◆ Aufgabe a ◆
Übersetze den folgenden Satz aus dem Textauszug über die Fatrasien ins Englische: „Um das Geheimnis dieser Bezeichnungen zu lüften: Es handelt sich um parodistische, satirische, karnevalistische, spöttische, widersprüchliche, verblüffende, bissige, frivole, obszöne, subversive, aggressive und bizarre poetische Ergüsse, "Anti-Lyrik", die zu den obskuren Randgenres der Weltpoesie zählen.“

· · · ·

Unabhängige Verlage in Deutschland: "Fatrasien" beim Wallstein Verlag, am 7. Okt. 2010 auf der Buchmesse zu hören

Ralph Dutli
Fatrasien
Absurde Poesie des Mittelalters
Göttingen 2010, 144 Seiten, Hardcover
19 €, Wallstein Verlag

Ein absolut bemerkenswertes und spannendes Bändchen über Fatrasien und Fatras aus dem mittelalterlichen Frankreich. Um das Geheimnis dieser Bezeichnungen zu lüften: Es handelt sich um parodistische, satirische, karnevalistische, spöttische, widersprüchliche, verblüffende, bissige, frivole, obszöne, subversive, aggressive und bizarre poetische Ergüsse, "Anti-Lyrik", die zu den obskuren Randgenres der Weltpoesie zählen.

· · · ·

◆ Aufgabe b ◆
Wiederhole alle Datensätze unten Zeile für Zeile ohne jede Änderung. Die Bilder lässt du dabei weg.

· · · ·

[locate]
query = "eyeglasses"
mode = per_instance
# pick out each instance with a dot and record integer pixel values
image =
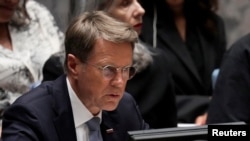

· · · ·

◆ Vollständige Antwort a ◆
To reveal the secret of these terms: they are parodic, satirical, carnivalesque, mocking, contradictory, baffling, biting, frivolous, obscene, subversive, aggressive and bizarre poetic outpourings, "anti-lyric poetry," which belong among the obscure fringe genres of world poetry.

◆ Vollständige Antwort b ◆
[locate]
query = "eyeglasses"
mode = per_instance
# pick out each instance with a dot and record integer pixel values
image =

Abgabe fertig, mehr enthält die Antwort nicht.